Problem statement:
Take the entries below and return them unchanged.

Provided records:
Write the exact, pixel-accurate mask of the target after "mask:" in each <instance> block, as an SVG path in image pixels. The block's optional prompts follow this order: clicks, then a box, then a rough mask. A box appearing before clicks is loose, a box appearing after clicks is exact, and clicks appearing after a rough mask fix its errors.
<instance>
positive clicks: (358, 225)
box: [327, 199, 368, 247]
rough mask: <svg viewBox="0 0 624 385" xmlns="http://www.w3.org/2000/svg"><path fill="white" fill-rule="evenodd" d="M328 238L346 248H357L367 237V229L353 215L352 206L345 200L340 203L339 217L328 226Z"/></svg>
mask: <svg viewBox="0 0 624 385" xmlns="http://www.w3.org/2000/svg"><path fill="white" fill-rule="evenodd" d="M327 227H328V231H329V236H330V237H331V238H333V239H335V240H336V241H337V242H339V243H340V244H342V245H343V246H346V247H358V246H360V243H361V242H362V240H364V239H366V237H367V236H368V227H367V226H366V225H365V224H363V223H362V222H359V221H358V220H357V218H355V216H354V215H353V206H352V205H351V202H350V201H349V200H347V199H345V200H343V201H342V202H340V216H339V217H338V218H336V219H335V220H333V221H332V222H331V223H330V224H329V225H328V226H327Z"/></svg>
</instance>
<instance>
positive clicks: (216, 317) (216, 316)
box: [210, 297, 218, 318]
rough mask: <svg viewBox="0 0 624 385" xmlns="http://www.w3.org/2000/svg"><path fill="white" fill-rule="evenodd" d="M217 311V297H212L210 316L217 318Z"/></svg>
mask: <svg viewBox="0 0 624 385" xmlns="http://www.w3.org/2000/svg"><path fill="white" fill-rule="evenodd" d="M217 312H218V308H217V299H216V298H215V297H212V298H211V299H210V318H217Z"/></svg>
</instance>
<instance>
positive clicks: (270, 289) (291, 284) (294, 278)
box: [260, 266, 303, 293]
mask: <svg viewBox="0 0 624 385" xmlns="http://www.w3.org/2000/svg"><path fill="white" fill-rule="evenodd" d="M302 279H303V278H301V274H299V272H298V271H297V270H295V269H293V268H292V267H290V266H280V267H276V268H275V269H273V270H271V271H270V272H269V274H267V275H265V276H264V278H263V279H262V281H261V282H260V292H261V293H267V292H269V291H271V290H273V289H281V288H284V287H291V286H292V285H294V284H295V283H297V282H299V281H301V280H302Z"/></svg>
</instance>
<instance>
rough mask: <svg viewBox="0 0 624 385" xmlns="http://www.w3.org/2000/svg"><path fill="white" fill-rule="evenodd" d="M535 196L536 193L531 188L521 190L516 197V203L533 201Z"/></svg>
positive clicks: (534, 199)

Written response:
Write the exact, pixel-accurate mask of the target after "mask:" in each <instance> block, as an SVG path in image pixels. The block's optional prompts follow this order: clicks, then a box, then a rough mask. A box appearing before clicks is loose, a box appearing after clicks is exact, and clicks appearing after a rough mask fix its errors.
<instance>
positive clicks: (358, 225)
box: [327, 199, 368, 247]
rough mask: <svg viewBox="0 0 624 385" xmlns="http://www.w3.org/2000/svg"><path fill="white" fill-rule="evenodd" d="M328 238L346 248H357L367 237V229L353 215L352 206L345 200L340 203L339 217L328 226Z"/></svg>
mask: <svg viewBox="0 0 624 385" xmlns="http://www.w3.org/2000/svg"><path fill="white" fill-rule="evenodd" d="M327 227H328V231H329V236H330V237H331V238H333V239H335V240H336V241H337V242H339V243H340V244H342V245H343V246H346V247H358V246H360V243H361V242H362V240H364V239H366V237H367V236H368V227H367V226H366V225H365V224H363V223H362V222H359V221H358V220H357V218H355V216H354V215H353V206H352V205H351V202H350V201H349V200H347V199H345V200H343V201H342V202H340V216H339V217H338V218H336V219H335V220H333V221H332V222H331V223H330V224H329V225H328V226H327Z"/></svg>
</instance>
<instance>
positive clicks: (216, 317) (216, 316)
box: [210, 297, 218, 318]
rough mask: <svg viewBox="0 0 624 385" xmlns="http://www.w3.org/2000/svg"><path fill="white" fill-rule="evenodd" d="M217 311V297H212L210 316L217 318Z"/></svg>
mask: <svg viewBox="0 0 624 385" xmlns="http://www.w3.org/2000/svg"><path fill="white" fill-rule="evenodd" d="M217 312H218V308H217V299H216V298H215V297H212V298H211V299H210V318H217Z"/></svg>
</instance>
<instance>
positive clicks: (270, 289) (291, 284) (294, 278)
box: [260, 266, 303, 293]
mask: <svg viewBox="0 0 624 385" xmlns="http://www.w3.org/2000/svg"><path fill="white" fill-rule="evenodd" d="M302 279H303V278H301V274H299V272H298V271H297V270H295V269H293V268H292V267H290V266H280V267H276V268H275V269H273V270H271V271H270V272H269V274H267V275H265V276H264V278H263V279H262V281H261V282H260V292H261V293H267V292H269V291H271V290H273V289H281V288H284V287H291V286H292V285H294V284H295V283H297V282H299V281H301V280H302Z"/></svg>
</instance>
<instance>
rough mask: <svg viewBox="0 0 624 385" xmlns="http://www.w3.org/2000/svg"><path fill="white" fill-rule="evenodd" d="M535 196L536 193L531 188L521 190L516 197V203L533 201Z"/></svg>
positive clicks: (534, 199)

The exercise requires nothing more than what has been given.